NACIMIENTO




SERIE DE ESTUDIOS EN GÉNESIS SOBRE LA VIDA DE ABRAHAM “ABRAHAM, EL PADRE DE LA FE”

TEXTO BÍBLICO: GÉNESIS 21:1-21

INTRODUCCIÓN

     De la risa al llanto solo hay una fina línea. De festejar y celebrar un hecho maravilloso y alegre como es un nacimiento, a tener que asistir al sepelio de un ser querido hay un solo paso. De reír hasta que te duelen las costillas, a llorar a causa de una separación hay un solo suspiro. Y de llorar de gozo al dar la bienvenida a alguien al que hacía mucho tiempo que no veías, a no dejar de sollozar cuando alguien se despide hasta no se sabe cuándo, simplemente existe un breve instante de felicidad que se esfuma rápidamente. Esta es la dinámica clásica y típica de todo ser humano. Momentos sublimes de satisfacción y fiesta mezclados como en una baraja de naipes, con episodios de tristeza, pena y aflicción. El lugar en el que más se suceden estas dos antagónicas circunstancias es el hogar familiar. Con los ojos arrasados de lágrimas de regocijo tomas entre tus manos la nueva vida de tus hijos, y con el semblante sombrío ves cómo tus abuelos traspasan la puerta del más allá. Hay júbilo cuando llega el día de la boda de tus hijos, pero a la vez hay un poso de languidez anímica tras constatar que han abandonado el nido en pos de nuevos e independientes sueños junto a otra persona. Recibimos de buen grado los logros de nuestros hijos y nietos, colmados los corazones de orgullo, pero también entramos en pánico cuando nuestros amados retoños escogen vivir vidas al margen de Dios y entregados a adicciones e ideologías perversas.

> _Ejercicios_:
a: En el estudio sobre Génesis 21, ¿en qué lugar se suceden más a menudo la alegría y la tristeza?
b: Continúa el estudio sobre Génesis 21 desde su última oración.

> _Datos guardados_:
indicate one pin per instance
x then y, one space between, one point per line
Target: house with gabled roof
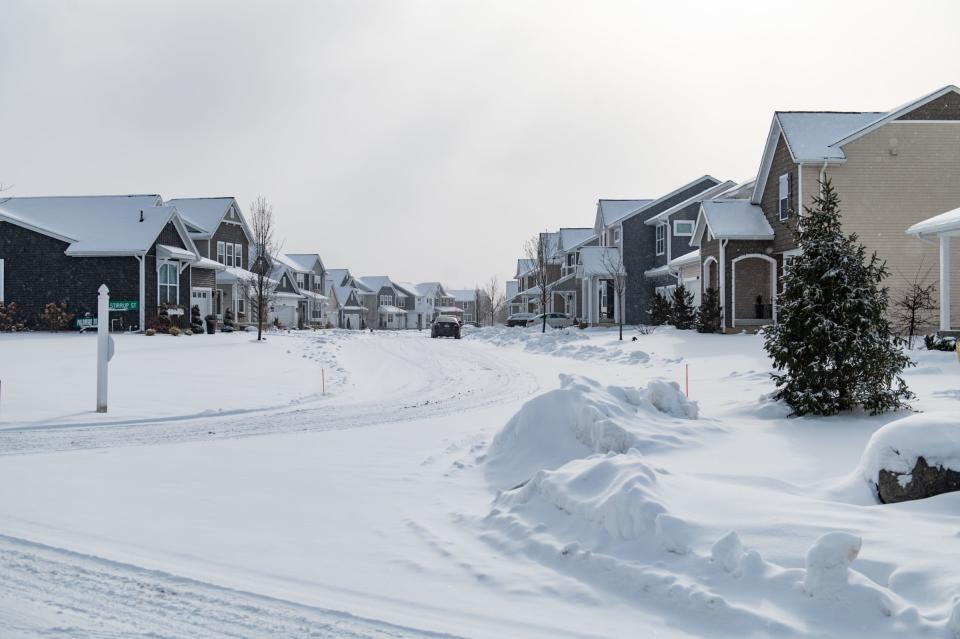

> _Resultados_:
a: En el hogar familiar.

b:
       Así es la vida desde que el ser humano optó por quererla vivir sin contar con Dios. Como diría el adagio: “En tu casa cuecen habas, y en la mía a calderadas.” Familias desestructuradas y sin valores cristianos que van a la deriva por los procelosos océanos de la sinrazón y la imprudencia. Padres negligentes con sus obligaciones que colocan sobre los hombros de sus descendientes el peso de responsabilidades que deberían asumir ellos. Hijos sin oficio ni beneficio, sin metas en la vida, sin interés en progresar y madurar, que habitan el hogar familiar, como si de un hotel de cinco estrellas con pensión completa se tratase. Esposos que se llevan a matar y que no poseen un criterio uniforme para criar y educar a sus hijos. Familias políticas enfrentadas y enrocadas en sus prejuicios y clasismos estúpidos. En definitiva, el núcleo familiar sobre el que se basa nuestra sociedad ha sido dañado y distorsionado, llevando a la quiebra cualquier intento de ordenar la vida del ser humano desde la voluntad de Dios. Y así pasa, que a pesar de ser testigos de eventos que provocan contento y felicidad familiar, los acontecimientos que generan tensiones, rencor y caos suelen opacar a éstos.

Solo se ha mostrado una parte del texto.